◆ SHORT PROBLEM
Which lines in the items below contain the string "sleeve"? Pick out each of them and copy it.

-- start --

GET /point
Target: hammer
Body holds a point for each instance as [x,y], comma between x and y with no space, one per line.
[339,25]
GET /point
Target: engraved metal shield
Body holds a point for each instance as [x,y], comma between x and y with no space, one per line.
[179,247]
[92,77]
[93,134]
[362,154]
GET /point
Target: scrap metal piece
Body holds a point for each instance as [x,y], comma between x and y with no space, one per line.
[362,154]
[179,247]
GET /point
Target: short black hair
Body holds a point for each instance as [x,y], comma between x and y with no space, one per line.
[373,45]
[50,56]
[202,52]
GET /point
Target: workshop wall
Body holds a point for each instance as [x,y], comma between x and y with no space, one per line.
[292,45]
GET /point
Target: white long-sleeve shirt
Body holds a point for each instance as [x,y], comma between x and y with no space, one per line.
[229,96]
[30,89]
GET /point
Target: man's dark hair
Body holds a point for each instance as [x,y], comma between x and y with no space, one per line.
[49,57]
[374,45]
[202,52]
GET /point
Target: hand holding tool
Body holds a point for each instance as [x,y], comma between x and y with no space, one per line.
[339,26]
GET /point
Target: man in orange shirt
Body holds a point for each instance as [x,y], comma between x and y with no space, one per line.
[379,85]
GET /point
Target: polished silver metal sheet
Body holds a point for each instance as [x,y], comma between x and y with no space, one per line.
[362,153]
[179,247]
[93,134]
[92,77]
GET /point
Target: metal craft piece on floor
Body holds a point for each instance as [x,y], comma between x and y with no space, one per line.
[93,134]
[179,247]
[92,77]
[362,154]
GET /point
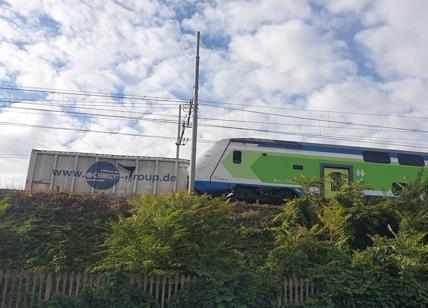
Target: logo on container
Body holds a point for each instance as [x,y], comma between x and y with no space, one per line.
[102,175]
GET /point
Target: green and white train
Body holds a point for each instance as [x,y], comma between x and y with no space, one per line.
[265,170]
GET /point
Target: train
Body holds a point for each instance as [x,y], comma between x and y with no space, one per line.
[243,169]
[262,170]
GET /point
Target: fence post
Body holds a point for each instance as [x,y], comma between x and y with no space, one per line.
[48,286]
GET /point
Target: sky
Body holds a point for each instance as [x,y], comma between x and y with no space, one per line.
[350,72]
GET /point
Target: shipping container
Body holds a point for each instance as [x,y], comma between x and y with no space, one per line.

-- end --
-- start --

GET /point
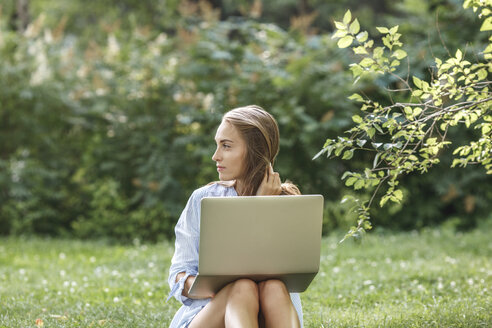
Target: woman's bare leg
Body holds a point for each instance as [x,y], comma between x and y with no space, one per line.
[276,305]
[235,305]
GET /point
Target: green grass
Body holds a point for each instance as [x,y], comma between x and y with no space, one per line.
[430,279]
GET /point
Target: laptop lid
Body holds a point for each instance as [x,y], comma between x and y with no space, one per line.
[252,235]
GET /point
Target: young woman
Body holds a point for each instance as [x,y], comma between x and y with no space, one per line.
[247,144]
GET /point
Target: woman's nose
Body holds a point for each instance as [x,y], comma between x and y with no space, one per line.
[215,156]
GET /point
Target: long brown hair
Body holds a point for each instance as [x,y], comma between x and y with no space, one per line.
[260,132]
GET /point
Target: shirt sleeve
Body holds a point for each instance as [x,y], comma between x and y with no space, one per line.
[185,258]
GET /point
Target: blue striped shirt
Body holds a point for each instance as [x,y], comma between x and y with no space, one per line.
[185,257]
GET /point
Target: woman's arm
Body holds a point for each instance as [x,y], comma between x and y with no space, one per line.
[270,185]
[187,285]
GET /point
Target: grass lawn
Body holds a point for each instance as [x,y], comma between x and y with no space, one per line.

-- end --

◆ FULL OUTPUT
Target: white long-sleeve shirt
Target: shirt sleeve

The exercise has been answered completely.